- Opening Delimiter -
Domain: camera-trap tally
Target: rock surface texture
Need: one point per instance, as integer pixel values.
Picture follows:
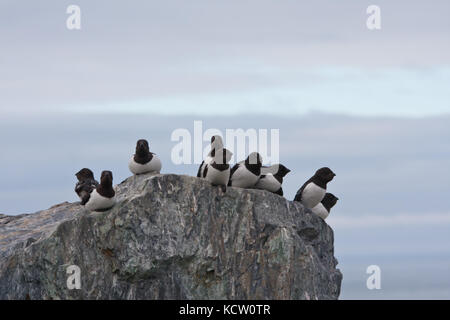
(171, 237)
- Closing Delimiter -
- Opening Delimiter -
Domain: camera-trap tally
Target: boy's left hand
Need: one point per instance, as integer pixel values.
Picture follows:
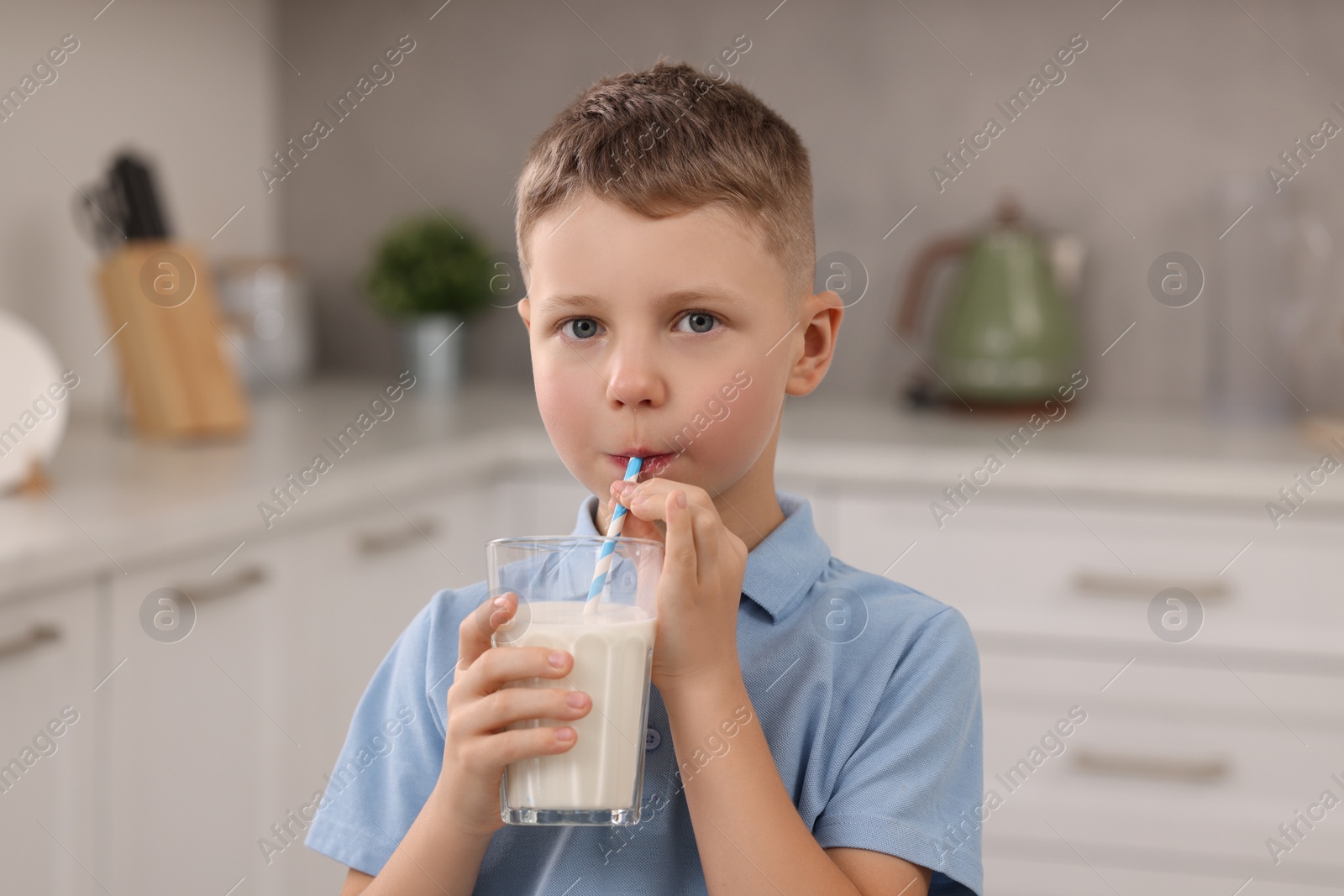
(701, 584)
- Closing Delimiter -
- Opening Delimiter -
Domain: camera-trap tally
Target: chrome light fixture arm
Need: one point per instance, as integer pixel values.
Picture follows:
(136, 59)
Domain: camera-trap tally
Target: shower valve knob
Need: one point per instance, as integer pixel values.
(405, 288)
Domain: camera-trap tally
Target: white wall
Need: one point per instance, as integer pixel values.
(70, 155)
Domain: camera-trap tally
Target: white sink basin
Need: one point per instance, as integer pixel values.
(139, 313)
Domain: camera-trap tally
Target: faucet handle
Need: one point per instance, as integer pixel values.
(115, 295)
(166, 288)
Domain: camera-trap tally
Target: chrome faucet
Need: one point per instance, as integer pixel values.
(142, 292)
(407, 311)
- Closing Delimiter -
PROBLEM TO SOLVE
Within the records above, determine the number of lines that hold the word "white" and return only that value.

ANSWER BOX
2